Tierno o seco, el coco nos resulta siempre agradable. No sólo el fruto que cuelga de lo alto del cocotero, bajo la sombra augusta de las palmas cuyo rielar con los diferentes cambios de luz nos recobra la visión de alguna obra cinética de Soto o de Cruz Diez. Ambos artistas plásticos, desde Paris, cultivaron estética y, porque no decirlo, mercantilmente, ese fenómeno tan espontáneo como natural de nuestro medio tropical.
A ellos también como a todo habitante de estas tierras por
encima de la línea ecuatorial, les gusta el coco, el agua del coco tierno
recién bajado del cocotero con su pulpa blanda y gustosa. No es que el coco seco no lo sea, claro que
es agradable transformado en delicioso turrón, en torta o simplemente raspado
con papelón.
El coco –como escribió algún poeta- “es algo así como el regalo
del rey mago negro al pueblo que habita la costa del mar, entre el ventoso
litoral donde la sal inventa a diario fantasías”.
Y no sólo la costa del litoral marino, también la costa arenosa
de los ríos de Guayana. Aquí en Ciudad
Bolívar, existió “El Puerto de los Cocos”, no por aparecidos o fantasmas para
asustar niños sino porque había matas de cocos que al final con ellas
terminaron las periódicas crecidas del Orinoco.
En los años setenta-ochenta hubo la fiebre del coco enano en el
patio y jardines de las viviendas bolivarenses.
También la variante brasilera llamada Coco Weddeliana que es una planta
de dimensiones moderadas en que los ejemplares son destinados a embellecer los
interiores de las casas. Esta fiebre al final la aplacaron los embaucadores al meter constantemente gato
por liebre. Yo fui uno de los que caí de
la mata cuando llegó a los 30 metros.
......
→ **OBJETIVO**
Transcribe sin ningún cambio el fragmento del texto sobre el coco que empieza en las palabras "En los años" y termina después de "los 30 metros.". El material que viene a continuación no hace falta.
......
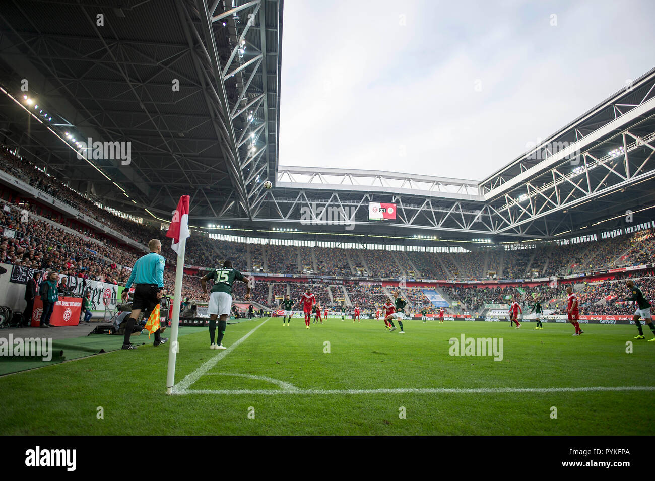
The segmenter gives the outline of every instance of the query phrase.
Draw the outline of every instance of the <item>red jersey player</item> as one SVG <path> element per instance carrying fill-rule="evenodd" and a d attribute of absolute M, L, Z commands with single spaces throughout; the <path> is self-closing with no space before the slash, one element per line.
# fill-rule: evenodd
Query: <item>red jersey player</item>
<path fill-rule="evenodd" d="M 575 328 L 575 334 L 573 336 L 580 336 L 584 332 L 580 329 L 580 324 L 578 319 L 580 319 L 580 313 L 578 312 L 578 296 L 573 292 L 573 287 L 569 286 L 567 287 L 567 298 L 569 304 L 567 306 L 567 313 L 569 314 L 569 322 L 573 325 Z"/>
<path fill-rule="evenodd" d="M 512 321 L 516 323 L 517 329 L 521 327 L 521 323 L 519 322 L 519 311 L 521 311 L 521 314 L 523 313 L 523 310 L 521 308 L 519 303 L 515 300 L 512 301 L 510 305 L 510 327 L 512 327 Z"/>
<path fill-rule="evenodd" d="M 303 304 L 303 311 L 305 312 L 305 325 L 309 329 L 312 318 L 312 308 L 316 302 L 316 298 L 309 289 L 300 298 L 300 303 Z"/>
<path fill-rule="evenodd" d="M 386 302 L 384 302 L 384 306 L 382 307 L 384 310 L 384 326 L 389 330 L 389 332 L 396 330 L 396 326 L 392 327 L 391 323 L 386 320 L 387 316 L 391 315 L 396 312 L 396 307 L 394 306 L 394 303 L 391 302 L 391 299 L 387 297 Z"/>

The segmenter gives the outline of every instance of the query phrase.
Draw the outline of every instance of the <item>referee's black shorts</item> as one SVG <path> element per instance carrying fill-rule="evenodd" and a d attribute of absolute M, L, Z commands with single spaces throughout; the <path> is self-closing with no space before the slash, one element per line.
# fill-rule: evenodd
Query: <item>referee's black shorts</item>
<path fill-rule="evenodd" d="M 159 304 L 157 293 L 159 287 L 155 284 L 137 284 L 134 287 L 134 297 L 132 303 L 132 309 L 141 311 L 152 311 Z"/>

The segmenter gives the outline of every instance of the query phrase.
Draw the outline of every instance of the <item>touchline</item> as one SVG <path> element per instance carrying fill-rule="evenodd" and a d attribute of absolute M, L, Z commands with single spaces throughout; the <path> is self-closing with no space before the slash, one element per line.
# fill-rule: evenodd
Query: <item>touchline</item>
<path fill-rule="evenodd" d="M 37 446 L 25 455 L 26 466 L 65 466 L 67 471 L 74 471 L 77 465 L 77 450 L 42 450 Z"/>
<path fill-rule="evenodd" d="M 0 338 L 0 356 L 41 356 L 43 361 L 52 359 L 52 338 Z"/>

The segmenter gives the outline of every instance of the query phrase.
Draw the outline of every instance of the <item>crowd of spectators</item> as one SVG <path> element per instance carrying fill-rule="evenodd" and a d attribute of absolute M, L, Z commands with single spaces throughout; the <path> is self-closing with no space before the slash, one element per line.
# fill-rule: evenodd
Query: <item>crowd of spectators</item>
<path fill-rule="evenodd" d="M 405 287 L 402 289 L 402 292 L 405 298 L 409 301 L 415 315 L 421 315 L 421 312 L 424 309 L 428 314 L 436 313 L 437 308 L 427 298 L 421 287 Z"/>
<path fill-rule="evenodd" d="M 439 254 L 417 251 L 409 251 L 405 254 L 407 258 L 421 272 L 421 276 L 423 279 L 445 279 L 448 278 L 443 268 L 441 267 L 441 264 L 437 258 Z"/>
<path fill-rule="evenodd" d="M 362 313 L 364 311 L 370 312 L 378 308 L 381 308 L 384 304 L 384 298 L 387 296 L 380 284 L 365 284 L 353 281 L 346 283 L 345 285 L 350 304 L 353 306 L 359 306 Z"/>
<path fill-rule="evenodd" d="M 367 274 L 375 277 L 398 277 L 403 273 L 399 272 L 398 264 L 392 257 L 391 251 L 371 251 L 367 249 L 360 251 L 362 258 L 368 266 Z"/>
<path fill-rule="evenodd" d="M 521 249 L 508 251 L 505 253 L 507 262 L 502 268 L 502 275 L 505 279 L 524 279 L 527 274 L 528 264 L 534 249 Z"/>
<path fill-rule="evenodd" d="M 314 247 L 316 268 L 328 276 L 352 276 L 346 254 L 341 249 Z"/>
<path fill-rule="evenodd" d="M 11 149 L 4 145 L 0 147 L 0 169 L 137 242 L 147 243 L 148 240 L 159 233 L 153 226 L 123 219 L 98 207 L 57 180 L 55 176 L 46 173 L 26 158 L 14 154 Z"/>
......
→ **EJERCICIO RESUELTO**
En los años setenta-ochenta hubo la fiebre del coco enano en el
patio y jardines de las viviendas bolivarenses.
También la variante brasilera llamada Coco Weddeliana que es una planta
de dimensiones moderadas en que los ejemplares son destinados a embellecer los
interiores de las casas. Esta fiebre al final la aplacaron los embaucadores al meter constantemente gato
por liebre. Yo fui uno de los que caí de
la mata cuando llegó a los 30 metros.